• _Task prompt_:
Count the lines in the recorded data below that contain the string "cowboy". Reply with the number only.

Recorded data:

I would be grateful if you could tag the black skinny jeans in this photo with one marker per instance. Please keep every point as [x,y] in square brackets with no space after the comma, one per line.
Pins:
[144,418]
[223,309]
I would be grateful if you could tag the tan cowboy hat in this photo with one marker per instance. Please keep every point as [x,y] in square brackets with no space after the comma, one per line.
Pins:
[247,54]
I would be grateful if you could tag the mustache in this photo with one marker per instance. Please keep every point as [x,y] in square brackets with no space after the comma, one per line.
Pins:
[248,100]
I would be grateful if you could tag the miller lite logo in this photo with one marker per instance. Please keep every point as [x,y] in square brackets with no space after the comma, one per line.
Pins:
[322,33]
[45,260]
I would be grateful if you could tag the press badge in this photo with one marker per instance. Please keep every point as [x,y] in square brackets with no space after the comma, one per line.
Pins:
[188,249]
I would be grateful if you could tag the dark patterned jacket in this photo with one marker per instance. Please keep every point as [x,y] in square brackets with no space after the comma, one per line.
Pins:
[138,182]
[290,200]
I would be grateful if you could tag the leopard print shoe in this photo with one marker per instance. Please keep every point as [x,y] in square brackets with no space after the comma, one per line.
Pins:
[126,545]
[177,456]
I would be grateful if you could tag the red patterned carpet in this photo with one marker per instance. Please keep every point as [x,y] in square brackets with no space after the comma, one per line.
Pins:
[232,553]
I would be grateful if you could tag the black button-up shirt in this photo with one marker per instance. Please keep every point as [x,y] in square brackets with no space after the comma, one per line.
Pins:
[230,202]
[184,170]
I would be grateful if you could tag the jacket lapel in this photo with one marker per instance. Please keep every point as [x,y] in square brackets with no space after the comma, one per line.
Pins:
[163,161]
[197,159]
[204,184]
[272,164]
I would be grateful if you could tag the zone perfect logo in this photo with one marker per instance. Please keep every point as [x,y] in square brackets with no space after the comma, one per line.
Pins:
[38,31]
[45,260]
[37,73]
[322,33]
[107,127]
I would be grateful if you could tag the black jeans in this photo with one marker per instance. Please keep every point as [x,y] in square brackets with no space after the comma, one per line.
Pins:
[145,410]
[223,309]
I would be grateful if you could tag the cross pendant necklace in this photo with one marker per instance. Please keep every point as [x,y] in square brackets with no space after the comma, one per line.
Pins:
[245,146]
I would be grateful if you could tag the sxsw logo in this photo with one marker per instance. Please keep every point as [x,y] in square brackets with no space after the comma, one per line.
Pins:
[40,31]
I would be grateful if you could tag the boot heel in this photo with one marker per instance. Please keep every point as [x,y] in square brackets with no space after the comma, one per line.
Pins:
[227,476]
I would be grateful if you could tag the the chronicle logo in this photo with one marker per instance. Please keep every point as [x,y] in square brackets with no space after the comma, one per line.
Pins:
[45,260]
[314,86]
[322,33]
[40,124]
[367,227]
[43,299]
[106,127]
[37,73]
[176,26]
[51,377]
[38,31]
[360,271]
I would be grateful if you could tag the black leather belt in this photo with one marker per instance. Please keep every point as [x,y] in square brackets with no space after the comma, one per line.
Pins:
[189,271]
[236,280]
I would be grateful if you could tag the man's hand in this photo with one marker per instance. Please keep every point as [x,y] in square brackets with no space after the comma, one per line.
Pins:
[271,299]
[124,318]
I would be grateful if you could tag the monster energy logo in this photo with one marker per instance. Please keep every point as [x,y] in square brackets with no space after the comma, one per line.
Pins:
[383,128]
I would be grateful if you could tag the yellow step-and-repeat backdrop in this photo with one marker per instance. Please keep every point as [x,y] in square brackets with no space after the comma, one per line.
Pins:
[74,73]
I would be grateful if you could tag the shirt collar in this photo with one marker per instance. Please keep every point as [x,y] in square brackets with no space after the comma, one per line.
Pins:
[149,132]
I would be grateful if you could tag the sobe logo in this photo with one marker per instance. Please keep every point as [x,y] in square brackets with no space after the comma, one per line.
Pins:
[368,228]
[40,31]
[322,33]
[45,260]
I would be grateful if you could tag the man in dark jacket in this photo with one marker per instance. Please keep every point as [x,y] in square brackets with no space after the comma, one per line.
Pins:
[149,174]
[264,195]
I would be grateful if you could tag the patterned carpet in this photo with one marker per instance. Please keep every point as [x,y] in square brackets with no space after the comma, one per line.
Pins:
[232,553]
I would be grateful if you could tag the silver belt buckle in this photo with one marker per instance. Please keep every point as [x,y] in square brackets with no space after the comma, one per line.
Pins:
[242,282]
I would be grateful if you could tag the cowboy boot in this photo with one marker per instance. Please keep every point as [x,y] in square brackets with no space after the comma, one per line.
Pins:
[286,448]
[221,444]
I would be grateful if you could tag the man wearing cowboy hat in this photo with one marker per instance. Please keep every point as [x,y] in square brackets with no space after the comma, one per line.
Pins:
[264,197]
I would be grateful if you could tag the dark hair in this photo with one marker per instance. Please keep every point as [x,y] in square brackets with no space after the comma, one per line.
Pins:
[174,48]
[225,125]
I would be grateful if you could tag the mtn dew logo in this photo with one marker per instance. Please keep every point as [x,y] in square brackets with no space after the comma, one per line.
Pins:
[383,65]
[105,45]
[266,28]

---

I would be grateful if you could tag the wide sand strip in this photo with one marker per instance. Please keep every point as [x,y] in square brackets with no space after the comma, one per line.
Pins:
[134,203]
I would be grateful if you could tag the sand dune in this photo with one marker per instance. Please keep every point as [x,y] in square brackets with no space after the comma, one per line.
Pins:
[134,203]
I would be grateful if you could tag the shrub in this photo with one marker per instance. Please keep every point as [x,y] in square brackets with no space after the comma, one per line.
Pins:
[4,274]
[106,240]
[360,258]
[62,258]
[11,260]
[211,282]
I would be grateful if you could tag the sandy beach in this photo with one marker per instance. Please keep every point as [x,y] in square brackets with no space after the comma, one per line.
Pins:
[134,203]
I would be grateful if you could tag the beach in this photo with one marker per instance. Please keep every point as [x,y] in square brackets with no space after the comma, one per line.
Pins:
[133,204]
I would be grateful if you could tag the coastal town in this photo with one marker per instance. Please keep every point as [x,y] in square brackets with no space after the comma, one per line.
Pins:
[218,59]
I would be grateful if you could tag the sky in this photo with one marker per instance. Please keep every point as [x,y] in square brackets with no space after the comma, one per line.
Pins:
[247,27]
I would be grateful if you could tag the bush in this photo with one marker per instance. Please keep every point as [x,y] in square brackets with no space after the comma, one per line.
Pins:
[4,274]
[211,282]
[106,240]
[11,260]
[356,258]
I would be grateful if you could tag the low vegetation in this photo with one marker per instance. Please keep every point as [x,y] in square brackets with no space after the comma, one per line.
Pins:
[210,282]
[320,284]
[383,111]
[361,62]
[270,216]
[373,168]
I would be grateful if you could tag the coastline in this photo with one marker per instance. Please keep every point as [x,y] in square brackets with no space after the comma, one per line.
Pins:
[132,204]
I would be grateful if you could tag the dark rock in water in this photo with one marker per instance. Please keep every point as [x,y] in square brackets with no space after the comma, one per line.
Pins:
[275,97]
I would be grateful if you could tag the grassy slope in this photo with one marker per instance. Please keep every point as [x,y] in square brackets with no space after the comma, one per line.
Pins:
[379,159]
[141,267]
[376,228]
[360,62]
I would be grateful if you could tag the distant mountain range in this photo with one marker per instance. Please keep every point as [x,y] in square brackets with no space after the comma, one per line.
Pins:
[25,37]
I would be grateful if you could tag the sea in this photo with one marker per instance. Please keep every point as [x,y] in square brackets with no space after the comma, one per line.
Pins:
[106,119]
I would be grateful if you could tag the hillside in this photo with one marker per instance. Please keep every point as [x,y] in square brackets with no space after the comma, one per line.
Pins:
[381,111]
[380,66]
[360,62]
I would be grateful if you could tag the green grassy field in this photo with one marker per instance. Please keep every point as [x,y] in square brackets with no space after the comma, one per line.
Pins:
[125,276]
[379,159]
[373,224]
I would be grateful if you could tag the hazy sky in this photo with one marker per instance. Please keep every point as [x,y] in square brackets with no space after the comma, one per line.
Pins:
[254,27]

* * *

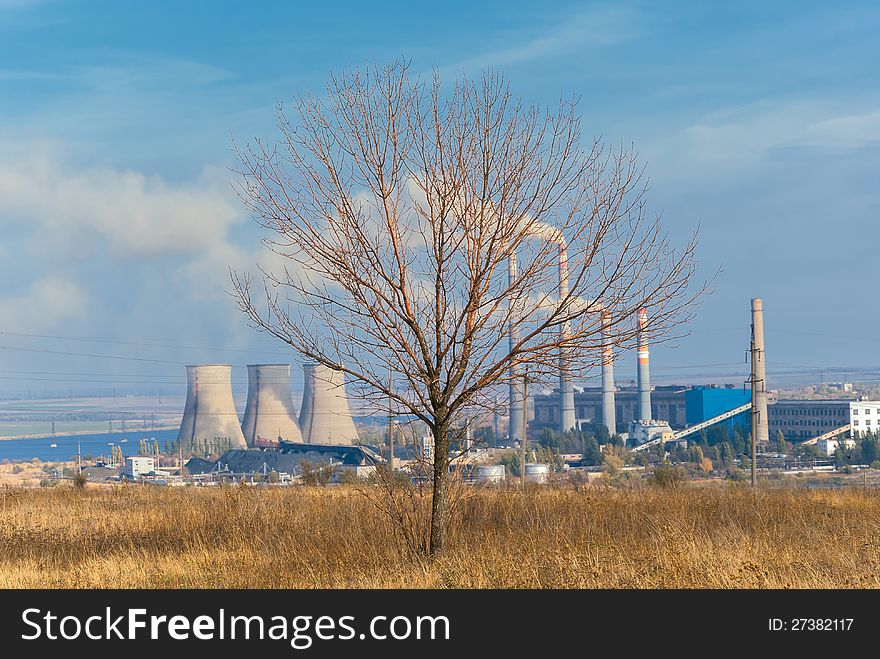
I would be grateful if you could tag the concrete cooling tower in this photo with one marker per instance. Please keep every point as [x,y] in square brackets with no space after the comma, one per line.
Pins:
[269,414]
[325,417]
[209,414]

• _Answer to this task_:
3